--- GOAL ---
Rescale the lines starting at the first one and stopping after the line that has "pixel 268 159". Write each of those lines out in full, multiply every answer coordinate by 1.1, round it to a whole number with halves going up, and leave all other numbers unchanged.

Data pulled from a collection
------------------------

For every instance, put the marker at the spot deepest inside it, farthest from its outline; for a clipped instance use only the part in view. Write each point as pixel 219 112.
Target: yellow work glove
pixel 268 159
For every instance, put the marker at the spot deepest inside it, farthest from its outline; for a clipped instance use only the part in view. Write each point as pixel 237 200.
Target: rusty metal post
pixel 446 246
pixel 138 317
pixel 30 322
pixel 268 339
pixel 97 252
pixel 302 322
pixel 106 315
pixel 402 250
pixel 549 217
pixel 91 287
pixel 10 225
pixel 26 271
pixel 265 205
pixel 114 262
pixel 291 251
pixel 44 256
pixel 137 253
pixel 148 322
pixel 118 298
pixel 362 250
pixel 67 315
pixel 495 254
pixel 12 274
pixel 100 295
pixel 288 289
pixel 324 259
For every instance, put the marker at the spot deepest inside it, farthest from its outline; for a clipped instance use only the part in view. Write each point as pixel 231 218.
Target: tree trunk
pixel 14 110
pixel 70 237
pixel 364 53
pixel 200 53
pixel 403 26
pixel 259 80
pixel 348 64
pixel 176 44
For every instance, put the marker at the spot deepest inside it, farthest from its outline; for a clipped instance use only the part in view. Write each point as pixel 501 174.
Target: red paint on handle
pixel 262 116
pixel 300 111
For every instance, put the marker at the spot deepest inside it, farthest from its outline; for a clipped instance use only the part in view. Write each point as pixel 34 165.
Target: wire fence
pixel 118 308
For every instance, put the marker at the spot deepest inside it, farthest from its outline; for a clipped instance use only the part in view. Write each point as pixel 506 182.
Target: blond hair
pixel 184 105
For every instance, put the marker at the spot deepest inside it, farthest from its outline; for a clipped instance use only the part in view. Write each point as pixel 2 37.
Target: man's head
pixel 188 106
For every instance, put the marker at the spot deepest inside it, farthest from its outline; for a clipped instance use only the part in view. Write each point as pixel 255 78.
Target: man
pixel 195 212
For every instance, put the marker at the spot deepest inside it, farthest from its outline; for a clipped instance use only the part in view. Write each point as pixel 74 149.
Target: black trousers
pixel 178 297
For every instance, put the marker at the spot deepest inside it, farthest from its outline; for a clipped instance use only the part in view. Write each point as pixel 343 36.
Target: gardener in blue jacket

------------------------

--- RESULT OF THE TASK ---
For every instance, put the marker at the spot deepest inside it, farthest from its outline; for a clipped instance use only the part in view. Write each point as pixel 219 112.
Target: yellow work glove
pixel 295 175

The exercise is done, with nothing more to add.